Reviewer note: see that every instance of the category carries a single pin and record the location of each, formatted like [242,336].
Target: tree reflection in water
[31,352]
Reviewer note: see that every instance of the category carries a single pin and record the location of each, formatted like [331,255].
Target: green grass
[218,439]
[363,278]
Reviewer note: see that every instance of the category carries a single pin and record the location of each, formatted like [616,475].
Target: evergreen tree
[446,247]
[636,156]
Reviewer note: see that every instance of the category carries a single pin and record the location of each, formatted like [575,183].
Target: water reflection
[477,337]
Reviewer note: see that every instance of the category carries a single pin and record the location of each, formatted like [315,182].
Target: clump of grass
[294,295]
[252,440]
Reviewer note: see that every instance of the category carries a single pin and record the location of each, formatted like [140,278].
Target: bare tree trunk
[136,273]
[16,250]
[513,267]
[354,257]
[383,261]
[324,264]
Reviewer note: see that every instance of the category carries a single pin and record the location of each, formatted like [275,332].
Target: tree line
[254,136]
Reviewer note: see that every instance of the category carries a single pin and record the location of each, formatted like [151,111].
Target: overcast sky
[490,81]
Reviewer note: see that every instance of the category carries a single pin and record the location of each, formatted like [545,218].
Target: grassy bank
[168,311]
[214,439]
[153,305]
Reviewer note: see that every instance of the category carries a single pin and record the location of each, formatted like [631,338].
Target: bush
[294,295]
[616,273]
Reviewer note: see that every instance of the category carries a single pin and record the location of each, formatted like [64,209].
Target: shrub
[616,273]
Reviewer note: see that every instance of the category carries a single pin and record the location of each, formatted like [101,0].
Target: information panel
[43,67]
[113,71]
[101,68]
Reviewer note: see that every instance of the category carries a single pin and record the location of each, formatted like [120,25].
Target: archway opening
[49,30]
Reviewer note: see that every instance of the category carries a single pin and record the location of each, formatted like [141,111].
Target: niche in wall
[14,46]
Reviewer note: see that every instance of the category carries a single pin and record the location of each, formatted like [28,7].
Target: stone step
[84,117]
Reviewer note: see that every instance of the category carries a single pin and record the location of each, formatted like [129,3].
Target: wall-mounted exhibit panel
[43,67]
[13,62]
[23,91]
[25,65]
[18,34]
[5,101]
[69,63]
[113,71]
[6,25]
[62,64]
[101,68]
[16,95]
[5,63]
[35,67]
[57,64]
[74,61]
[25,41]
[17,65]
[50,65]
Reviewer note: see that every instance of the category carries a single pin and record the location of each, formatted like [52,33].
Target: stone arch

***

From the first line through the last, repeat the entries exactly.

Reviewer note: see that every instance of the category carries a single pin and record the location of each, formatted like [242,336].
Target: tree reflection in water
[31,352]
Reviewer note: see that every instance of the category carries a single pin and record the location of each, formatted like [331,255].
Target: green grass
[218,439]
[363,278]
Reviewer note: see that every instance of the category carries a single pin and record the location of each, formatted like [616,475].
Target: evergreen tree
[446,247]
[636,156]
Reviewer note: see that every instance of the category carries a single pin and record the location of each, formatted like [575,183].
Target: water reflection
[477,337]
Reviewer note: see that every instance of the category carries a single pin and record the location of each, formatted like [315,182].
Target: clump of grass
[294,295]
[252,440]
Reviewer note: see that every instance of the category carries a single pin and record the location of each, formatted like [140,278].
Target: bare tree trunk
[136,273]
[16,250]
[513,267]
[354,257]
[383,261]
[324,264]
Reviewer note: see that every instance of the category carries a single pin and record the location of each, formatted like [275,332].
Target: tree line
[254,136]
Reviewer note: see that every instance of the category carries a single pin and record the location of each, formatted like [151,111].
Target: overcast sky
[490,81]
Reviewer note: see that every instance of the category carries a single pin and record the location of each, formatted like [545,218].
Target: grassy bank
[168,311]
[214,439]
[153,305]
Reviewer note: see that every instance of the category carries a single pin and record the location of each, formatted like [631,338].
Target: bush
[294,295]
[616,273]
Reviewer note: see that every instance of the category carries a single pin and record the location of each, formatted like [64,209].
Target: shrub
[616,273]
Reviewer note: see that every instance of the category carries a single pin and record the location of each, formatted like [101,0].
Target: information panel
[43,67]
[113,71]
[101,68]
Reviewer note: see that every instance of the category carries a single pin and record the location of each, formatted like [120,25].
Target: archway opening
[49,30]
Reviewer note: see that every instance of the category carries a single pin and record the location of each, formatted like [141,111].
Target: niche in wall
[14,46]
Reviewer note: see that every instance of the category carries a single pin and record the location of each, formatted like [28,7].
Target: stone step
[84,117]
Reviewer note: see that every instance of the category carries a single pin and record the location of each, formatted like [129,3].
Target: wall-mounted exhibit panel
[43,67]
[13,62]
[23,91]
[25,65]
[18,34]
[5,101]
[69,63]
[113,71]
[6,25]
[62,64]
[101,68]
[16,95]
[5,63]
[35,67]
[57,64]
[74,61]
[25,41]
[17,65]
[50,65]
Reviewer note: see that every instance of the category carries a single pin and record the location of each, formatted like [52,33].
Target: stone arch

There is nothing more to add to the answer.